Exact transcription begins at the first line of the material below and ends with the line holding "Would you be so kind as to locate the fortification"; pictures are skipped.

(Beginning of Data records)

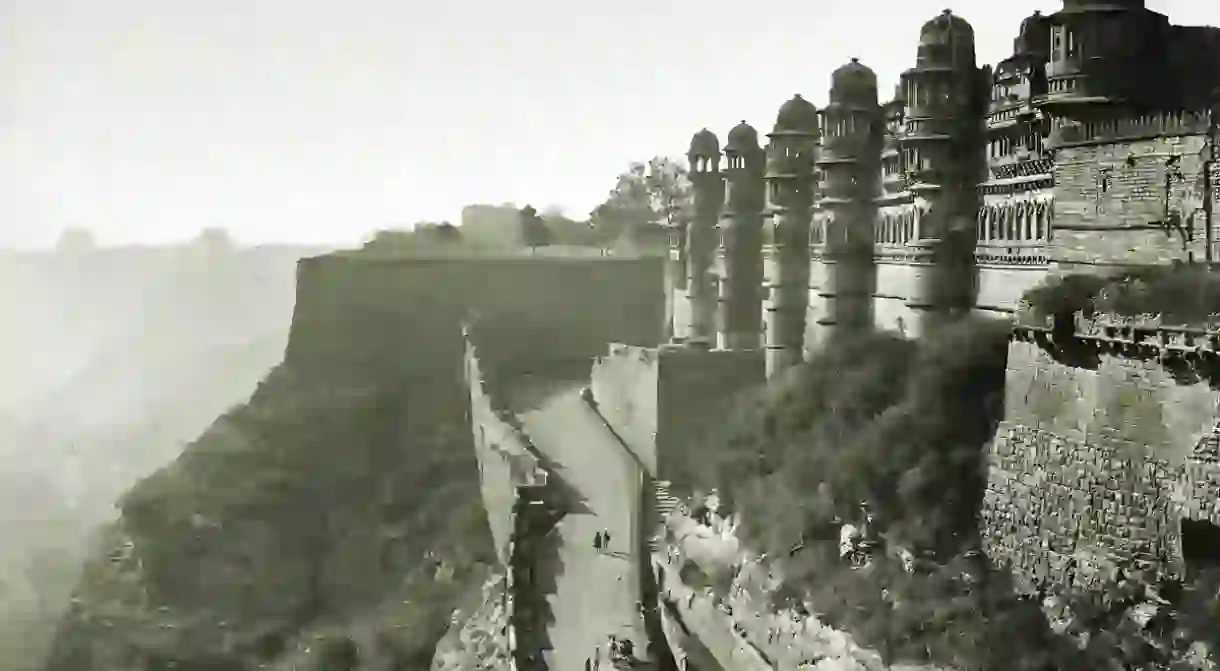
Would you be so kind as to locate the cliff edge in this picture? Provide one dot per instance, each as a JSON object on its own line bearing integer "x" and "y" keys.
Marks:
{"x": 336, "y": 519}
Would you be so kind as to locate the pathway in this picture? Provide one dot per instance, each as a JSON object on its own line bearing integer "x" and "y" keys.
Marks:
{"x": 597, "y": 593}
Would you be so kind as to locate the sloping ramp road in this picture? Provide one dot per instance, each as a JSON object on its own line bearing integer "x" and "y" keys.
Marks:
{"x": 597, "y": 594}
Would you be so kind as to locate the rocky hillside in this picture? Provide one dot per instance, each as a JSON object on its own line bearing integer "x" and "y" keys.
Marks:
{"x": 334, "y": 520}
{"x": 114, "y": 359}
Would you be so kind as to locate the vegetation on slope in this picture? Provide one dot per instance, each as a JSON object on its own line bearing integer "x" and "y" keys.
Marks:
{"x": 350, "y": 510}
{"x": 903, "y": 426}
{"x": 1186, "y": 294}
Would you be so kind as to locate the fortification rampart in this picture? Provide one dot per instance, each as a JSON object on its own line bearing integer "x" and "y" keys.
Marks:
{"x": 663, "y": 400}
{"x": 1107, "y": 447}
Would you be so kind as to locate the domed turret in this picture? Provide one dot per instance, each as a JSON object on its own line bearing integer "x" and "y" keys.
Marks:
{"x": 797, "y": 116}
{"x": 742, "y": 139}
{"x": 947, "y": 42}
{"x": 854, "y": 84}
{"x": 1035, "y": 35}
{"x": 704, "y": 144}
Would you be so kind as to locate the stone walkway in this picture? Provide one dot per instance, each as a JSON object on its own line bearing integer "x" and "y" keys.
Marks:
{"x": 598, "y": 592}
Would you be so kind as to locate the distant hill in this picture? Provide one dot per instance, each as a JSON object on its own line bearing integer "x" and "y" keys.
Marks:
{"x": 114, "y": 359}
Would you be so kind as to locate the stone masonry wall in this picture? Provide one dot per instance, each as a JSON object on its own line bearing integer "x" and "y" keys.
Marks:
{"x": 504, "y": 461}
{"x": 694, "y": 391}
{"x": 1094, "y": 467}
{"x": 1107, "y": 194}
{"x": 625, "y": 384}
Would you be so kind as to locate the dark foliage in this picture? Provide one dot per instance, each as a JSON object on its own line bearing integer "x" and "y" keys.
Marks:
{"x": 900, "y": 426}
{"x": 534, "y": 231}
{"x": 1182, "y": 294}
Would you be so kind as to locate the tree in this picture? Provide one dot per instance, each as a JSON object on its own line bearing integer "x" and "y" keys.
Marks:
{"x": 648, "y": 194}
{"x": 76, "y": 240}
{"x": 533, "y": 228}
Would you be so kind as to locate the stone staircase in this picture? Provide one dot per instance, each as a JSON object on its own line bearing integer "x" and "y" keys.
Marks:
{"x": 664, "y": 504}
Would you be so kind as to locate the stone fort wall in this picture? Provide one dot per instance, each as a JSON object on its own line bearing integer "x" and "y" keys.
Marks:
{"x": 1097, "y": 466}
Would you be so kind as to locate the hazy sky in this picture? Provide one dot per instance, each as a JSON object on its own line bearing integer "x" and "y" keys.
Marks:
{"x": 322, "y": 120}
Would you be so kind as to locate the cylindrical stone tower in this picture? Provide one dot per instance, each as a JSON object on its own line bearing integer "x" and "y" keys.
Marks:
{"x": 850, "y": 170}
{"x": 789, "y": 175}
{"x": 741, "y": 242}
{"x": 700, "y": 237}
{"x": 944, "y": 157}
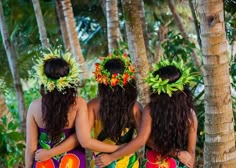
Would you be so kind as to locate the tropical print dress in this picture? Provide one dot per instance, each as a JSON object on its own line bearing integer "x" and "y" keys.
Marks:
{"x": 71, "y": 159}
{"x": 129, "y": 161}
{"x": 153, "y": 160}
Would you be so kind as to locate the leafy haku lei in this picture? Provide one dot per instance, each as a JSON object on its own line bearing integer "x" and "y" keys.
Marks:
{"x": 121, "y": 79}
{"x": 158, "y": 85}
{"x": 68, "y": 81}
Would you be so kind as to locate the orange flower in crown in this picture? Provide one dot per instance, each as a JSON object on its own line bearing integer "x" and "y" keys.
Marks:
{"x": 120, "y": 79}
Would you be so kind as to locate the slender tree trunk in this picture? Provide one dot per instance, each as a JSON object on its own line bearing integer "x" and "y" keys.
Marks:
{"x": 219, "y": 146}
{"x": 11, "y": 56}
{"x": 41, "y": 25}
{"x": 61, "y": 19}
{"x": 72, "y": 34}
{"x": 3, "y": 109}
{"x": 163, "y": 30}
{"x": 196, "y": 25}
{"x": 183, "y": 32}
{"x": 112, "y": 24}
{"x": 233, "y": 51}
{"x": 136, "y": 46}
{"x": 145, "y": 31}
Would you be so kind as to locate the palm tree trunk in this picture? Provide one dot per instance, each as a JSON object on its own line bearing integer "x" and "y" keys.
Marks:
{"x": 41, "y": 25}
{"x": 11, "y": 56}
{"x": 144, "y": 27}
{"x": 183, "y": 33}
{"x": 112, "y": 24}
{"x": 3, "y": 109}
{"x": 61, "y": 20}
{"x": 196, "y": 25}
{"x": 219, "y": 146}
{"x": 72, "y": 34}
{"x": 136, "y": 46}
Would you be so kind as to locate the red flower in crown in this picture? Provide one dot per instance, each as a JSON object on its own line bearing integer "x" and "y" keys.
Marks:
{"x": 125, "y": 55}
{"x": 106, "y": 78}
{"x": 131, "y": 68}
{"x": 114, "y": 81}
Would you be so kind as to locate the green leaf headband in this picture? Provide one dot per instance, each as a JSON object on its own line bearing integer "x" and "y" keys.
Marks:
{"x": 158, "y": 85}
{"x": 121, "y": 79}
{"x": 71, "y": 80}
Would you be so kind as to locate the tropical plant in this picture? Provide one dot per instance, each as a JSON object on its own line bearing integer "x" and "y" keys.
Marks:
{"x": 11, "y": 143}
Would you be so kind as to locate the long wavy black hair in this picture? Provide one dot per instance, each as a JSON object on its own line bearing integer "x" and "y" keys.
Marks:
{"x": 116, "y": 103}
{"x": 171, "y": 116}
{"x": 56, "y": 104}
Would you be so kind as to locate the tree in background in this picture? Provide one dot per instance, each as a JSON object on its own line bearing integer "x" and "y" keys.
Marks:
{"x": 113, "y": 35}
{"x": 11, "y": 56}
{"x": 41, "y": 25}
{"x": 61, "y": 20}
{"x": 136, "y": 46}
{"x": 72, "y": 34}
{"x": 219, "y": 146}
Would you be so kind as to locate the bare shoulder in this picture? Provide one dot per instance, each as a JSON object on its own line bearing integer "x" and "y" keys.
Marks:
{"x": 80, "y": 100}
{"x": 194, "y": 121}
{"x": 147, "y": 109}
{"x": 138, "y": 108}
{"x": 94, "y": 101}
{"x": 80, "y": 103}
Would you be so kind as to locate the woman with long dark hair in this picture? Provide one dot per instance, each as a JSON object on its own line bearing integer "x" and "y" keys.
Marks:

(End of Data records)

> _Solution for this exercise_:
Would you be so kind as to locate the cliff edge in this picture? Provide one dot per instance, each as a JSON object on its own line bearing integer "x" and "y" keys.
Marks:
{"x": 336, "y": 519}
Would you be so kind as to locate the pathway in this picture? Provide one dot per instance, each as a JSON object on its own line bearing integer "x" and "y" keys.
Marks:
{"x": 597, "y": 593}
Would you be so kind as to locate the sloping ramp road in this picture? Provide one dot per instance, each as a JSON object on its own line bearing integer "x" and "y" keys.
Marks:
{"x": 597, "y": 594}
Would you be so kind as to locate the rocky hillside in this picture? Provide one dot per instance, each as a JSON object on its own line bearing integer "x" and "y" keys.
Marks:
{"x": 334, "y": 520}
{"x": 114, "y": 359}
Would you be so kind as to locate the vegetation on slope in this picture? Provide one dot per instance, each as a JSON object on its own line bearing integer "x" and "y" keys.
Marks:
{"x": 350, "y": 510}
{"x": 903, "y": 426}
{"x": 1186, "y": 294}
Would you be so kind as to locate the fortification rampart in this picture? Provide one dot per instance, each as a JSON object on its own line bearing integer "x" and "y" keys.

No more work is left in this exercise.